PAGE:
↓

It’s funny how the grass is always greener on the other side of the septic tank.

The other day Daniel Kirk posted on a new website by Westminster Seminary (PA) alumns: Their major concern is the recent theological shift at Westminster.

Westminster Theological Seminary has always been a place where historic traditions and cutting-edge scholarship go hand in hand…. But the Westminster we loved is in danger of disappearing. It is being replaced by exceedingly narrow interpretations of the Westminster Standards, by an atmosphere of suspicion that stifles inquiry, and by embarrassing flirtations with a far-right-wing political agenda.

Rather ironically, this reminded me of a similar website run by alumns from Biblical Theological Seminary (also in PA): However, their major concern seems to be that Biblical’s older exceedingly narrow interpretations of the Bible, atmosphere of suspicion that stifles inquiry, and embarrassing flirtations with a far-right-wing political agenda are being replaced by historic traditions and cutting-edge scholarship. (Though, I grant that such traditions and scholarship are being addressed with in an emerging paradigm.)

One wonders if those who had once considered going to Biblical are now attending Westminster for the very reasons that have caused the latter’s alumns vexation…

  1. January 20, 2008 2:08 pm

    That was essentially my assessment of the situation – same coin/flip side.

  2. January 23, 2008 12:15 pm

    And vice versa–see my post today on Biblical’s recent doings! Might those who want the Biblical theological tradition of Westminster now need to start thinking about, possibly, going to Biblical?

  3. January 23, 2008 12:22 pm

    Wrong coin altogether:
    I think you are much mistaken in stating that is concerned about “exceedingly narrow interpretations of the Bible, atmosphere of suspicion that stifles inquiry, and embarrassing flirtations with a far-right-wing political agenda” being replaced by “historic traditions and cutting-edge scholarship.” This was not the earlier BTS atmosphere AT ALL in my experience, nor is PBTS concerned with “historic traditions” (what are these anyway?) nor supposed “cutting-edg scholarship.” If such scholarship was taking place there, certainly it should be championed, since it would seem that the only scholarship that is truly “cutting edge” is that which is truly faithful to God and the scripture.

↑

According to the blog post, why do the Westminster alumni say the Westminster they loved is in danger of disappearing?

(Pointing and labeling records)
↓

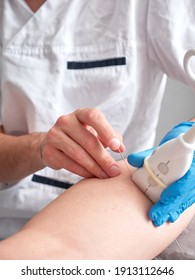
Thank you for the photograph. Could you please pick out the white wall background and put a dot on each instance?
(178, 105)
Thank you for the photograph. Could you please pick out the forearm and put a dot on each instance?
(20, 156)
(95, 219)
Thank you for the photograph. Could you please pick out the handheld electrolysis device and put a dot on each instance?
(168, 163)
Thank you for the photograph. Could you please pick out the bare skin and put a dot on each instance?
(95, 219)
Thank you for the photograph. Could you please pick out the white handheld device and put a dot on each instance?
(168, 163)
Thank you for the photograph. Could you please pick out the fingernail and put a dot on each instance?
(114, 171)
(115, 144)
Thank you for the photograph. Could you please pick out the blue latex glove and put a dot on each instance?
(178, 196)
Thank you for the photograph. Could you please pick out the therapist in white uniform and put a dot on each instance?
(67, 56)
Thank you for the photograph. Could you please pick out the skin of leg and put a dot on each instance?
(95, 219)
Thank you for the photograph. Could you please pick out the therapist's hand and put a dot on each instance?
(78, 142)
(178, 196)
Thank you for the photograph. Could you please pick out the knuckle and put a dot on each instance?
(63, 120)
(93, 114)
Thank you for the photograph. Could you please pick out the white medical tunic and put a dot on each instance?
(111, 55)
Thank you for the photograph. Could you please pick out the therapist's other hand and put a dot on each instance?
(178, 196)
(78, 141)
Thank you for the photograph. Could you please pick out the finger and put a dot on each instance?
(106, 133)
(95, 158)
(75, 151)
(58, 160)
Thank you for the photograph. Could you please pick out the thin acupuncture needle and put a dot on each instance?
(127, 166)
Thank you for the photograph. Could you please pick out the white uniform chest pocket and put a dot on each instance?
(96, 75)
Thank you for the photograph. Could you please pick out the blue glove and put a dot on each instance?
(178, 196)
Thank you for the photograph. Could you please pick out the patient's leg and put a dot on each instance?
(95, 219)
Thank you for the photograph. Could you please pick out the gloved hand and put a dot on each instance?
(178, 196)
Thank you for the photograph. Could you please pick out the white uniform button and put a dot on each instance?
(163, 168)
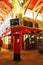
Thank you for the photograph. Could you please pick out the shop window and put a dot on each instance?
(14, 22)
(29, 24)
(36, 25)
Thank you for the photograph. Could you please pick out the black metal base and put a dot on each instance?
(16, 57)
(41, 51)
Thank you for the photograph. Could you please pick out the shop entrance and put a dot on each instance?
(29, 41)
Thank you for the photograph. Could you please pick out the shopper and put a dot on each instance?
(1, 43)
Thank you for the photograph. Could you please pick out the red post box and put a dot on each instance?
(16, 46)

↑

FINISHED ANSWER:
They say it is being replaced by exceedingly narrow interpretations of the Westminster Standards, an atmosphere of suspicion that stifles inquiry, and embarrassing flirtations with a far-right-wing political agenda.